WHAT THE EXERCISE ASKS: Would you print out all of the data exactly and keep the pictures out of it?

Natural-language object grounding data:

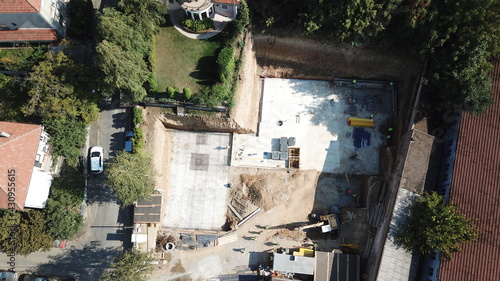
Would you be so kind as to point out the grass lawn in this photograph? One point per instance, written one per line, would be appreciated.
(183, 62)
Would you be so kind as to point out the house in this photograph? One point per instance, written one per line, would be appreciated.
(25, 166)
(337, 267)
(475, 191)
(31, 20)
(202, 9)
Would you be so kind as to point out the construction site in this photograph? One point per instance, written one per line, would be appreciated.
(296, 199)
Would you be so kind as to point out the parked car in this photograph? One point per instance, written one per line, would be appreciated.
(8, 276)
(29, 277)
(59, 243)
(96, 160)
(61, 279)
(128, 141)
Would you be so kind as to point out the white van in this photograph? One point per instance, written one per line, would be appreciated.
(96, 160)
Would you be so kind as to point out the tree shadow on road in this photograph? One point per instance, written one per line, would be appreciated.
(88, 263)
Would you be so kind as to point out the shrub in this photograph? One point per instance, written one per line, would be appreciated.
(166, 100)
(138, 141)
(225, 64)
(67, 137)
(187, 93)
(137, 116)
(171, 92)
(197, 25)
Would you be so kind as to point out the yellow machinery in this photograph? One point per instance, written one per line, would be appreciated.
(360, 122)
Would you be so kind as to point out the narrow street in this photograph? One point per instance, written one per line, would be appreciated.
(103, 235)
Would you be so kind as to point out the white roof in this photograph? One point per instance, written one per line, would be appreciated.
(39, 189)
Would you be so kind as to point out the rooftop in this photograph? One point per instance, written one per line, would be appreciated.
(18, 160)
(20, 6)
(475, 191)
(28, 35)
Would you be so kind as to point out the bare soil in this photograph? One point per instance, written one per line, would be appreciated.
(284, 197)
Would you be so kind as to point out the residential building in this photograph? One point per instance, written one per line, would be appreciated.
(475, 191)
(32, 20)
(25, 166)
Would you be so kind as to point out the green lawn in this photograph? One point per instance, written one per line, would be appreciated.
(183, 62)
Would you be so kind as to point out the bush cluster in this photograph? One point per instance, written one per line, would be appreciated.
(197, 25)
(137, 116)
(138, 141)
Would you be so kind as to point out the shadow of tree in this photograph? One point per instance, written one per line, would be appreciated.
(401, 218)
(88, 263)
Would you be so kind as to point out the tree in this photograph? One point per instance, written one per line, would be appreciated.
(31, 235)
(131, 176)
(434, 225)
(130, 266)
(123, 70)
(66, 137)
(59, 89)
(148, 14)
(62, 212)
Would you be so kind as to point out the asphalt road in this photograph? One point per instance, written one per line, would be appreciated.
(104, 234)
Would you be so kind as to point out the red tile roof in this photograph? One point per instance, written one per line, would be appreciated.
(231, 2)
(476, 191)
(28, 35)
(20, 6)
(18, 153)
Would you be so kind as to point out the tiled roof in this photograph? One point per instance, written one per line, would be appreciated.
(476, 192)
(28, 35)
(231, 2)
(20, 6)
(18, 152)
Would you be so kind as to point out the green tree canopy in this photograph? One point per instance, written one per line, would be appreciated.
(434, 225)
(59, 88)
(131, 176)
(130, 266)
(148, 14)
(123, 71)
(66, 137)
(62, 212)
(31, 235)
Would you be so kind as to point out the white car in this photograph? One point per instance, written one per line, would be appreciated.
(8, 276)
(96, 160)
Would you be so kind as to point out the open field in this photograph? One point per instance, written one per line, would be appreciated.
(286, 197)
(183, 62)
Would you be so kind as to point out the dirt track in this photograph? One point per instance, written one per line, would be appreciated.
(288, 197)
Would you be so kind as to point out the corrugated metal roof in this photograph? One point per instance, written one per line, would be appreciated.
(17, 161)
(19, 6)
(476, 192)
(28, 35)
(293, 264)
(231, 2)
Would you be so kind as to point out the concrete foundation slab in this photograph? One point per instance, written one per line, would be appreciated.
(312, 115)
(198, 183)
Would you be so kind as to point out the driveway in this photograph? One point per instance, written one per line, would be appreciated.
(103, 235)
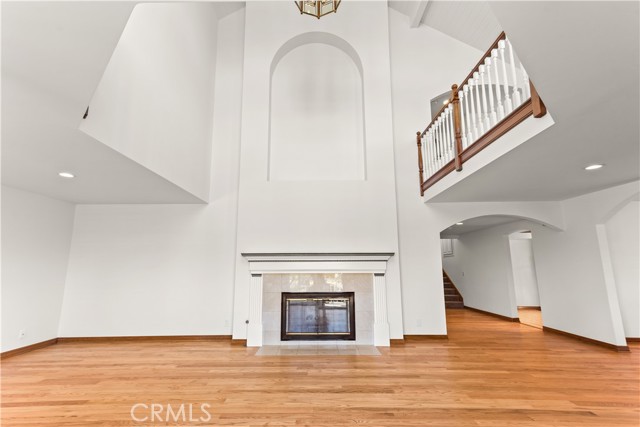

SOLUTION:
Would you be so kind as to point out the grass lawn in this photograph? One point per instance, written one per line, would be appreciated.
(183, 62)
Would you be so kind as to point out the house in this photograph? One point per instance, written one per line, would be appreciated.
(25, 166)
(337, 267)
(475, 191)
(31, 20)
(202, 9)
Would you be so kind as to point out the construction site in this photograph? One point per instance, written one per line, would be appreciated.
(296, 199)
Would you be so kind as to point out the parked car in this photograph? One point per instance, written one per line, would be appreciated.
(8, 276)
(29, 277)
(59, 243)
(96, 160)
(61, 279)
(128, 141)
Would you be so kind as to point out the white van in this photograph? One point per instance, written one per line, would be appreciated.
(96, 160)
Would you be so kind as to point out the tree shadow on road in this photograph? One point per instance, written one per line, would be appreciated.
(88, 263)
Would you be so kind as to point out the shrub in this photograph? One point per instance, written one per line, would be appreciated.
(166, 100)
(138, 141)
(225, 64)
(67, 137)
(187, 93)
(137, 116)
(171, 92)
(197, 25)
Would you be so kind as to point out the yellow machinery in this photograph? One point per instance, written one per line, would be appreciated.
(360, 122)
Would you be so kind as to point out the narrow street in this photograph? One point per instance, written one per line, would be appreciated.
(103, 235)
Would you be so kind as to point out the white roof in this photograph? One point per instance, written one per line, would be appreciated.
(39, 189)
Would you be so kind as to point out the rooftop in this photograph? One point per instance, written one per line, would be appreciated.
(18, 160)
(20, 6)
(475, 191)
(28, 35)
Would you be so kind as to point out the bare soil in this photograph? One point per instance, written one per line, would be appreciated.
(284, 197)
Would you be so kind as to point out the residential building in this photograph? One point per instance, written one per line, would be appreciated.
(475, 191)
(32, 20)
(25, 166)
Would you be so kind as to point out the green lawn in this photograph? One point per instance, written one per line, would be appreciated.
(183, 62)
Would you be so kind as to point out the bush cluster in this photograph? One point per instance, written one per line, would be appreciated.
(197, 25)
(137, 116)
(138, 141)
Would you be so kind as to point out the shadow of tree in this photograph? One point per instance, written one per line, would be appreciated.
(401, 218)
(88, 263)
Would you be so kind as to point out the tree in this photograph? One point per instance, written one per line, would be appreciated.
(31, 235)
(131, 176)
(434, 225)
(130, 266)
(123, 70)
(66, 137)
(59, 89)
(148, 14)
(62, 212)
Would you be so kind as to point out the asphalt road in this photograph? One point per instance, written one per line, would be appreciated.
(104, 234)
Would you be so kind as to point out the red tile roof in this photograph? One point per instance, written one per line, would be appreciated.
(231, 2)
(476, 191)
(28, 35)
(20, 6)
(18, 153)
Would you be so kind as to point out the tiled roof in this photograph? One point per instance, written one per line, would be appreciated.
(476, 192)
(28, 35)
(231, 2)
(20, 6)
(18, 152)
Would you be so kind as to point out the green tree canopy in this photograph? One point per instance, written one per line, would be appreciated.
(434, 225)
(59, 88)
(131, 176)
(130, 266)
(148, 14)
(123, 71)
(66, 137)
(62, 212)
(31, 235)
Would you be so kind as to point out the white car in this photograph? One point per instance, written one per line, would be appreciated.
(8, 276)
(96, 160)
Would you be so kind as to point out the open field in this photograph? One point per instance, written one per line, would be appreciated.
(286, 197)
(183, 62)
Would you be so kind as to point out the dirt track in this photograph? One point per instance, written one per line, would be appreciated.
(288, 197)
Would you be so kind as to point out the corrugated metal roof in this photograph? One point per instance, written one per line, would be appreciated.
(17, 161)
(19, 6)
(476, 192)
(28, 35)
(293, 264)
(231, 2)
Would you be so kind as to point out the concrete foundation slab in this photograph? One point per instance, written one per line, would be appreciated.
(312, 115)
(198, 183)
Would you be so kind as to point out the driveway in this photograph? One point per instance, written one per line, would be appreciated.
(103, 235)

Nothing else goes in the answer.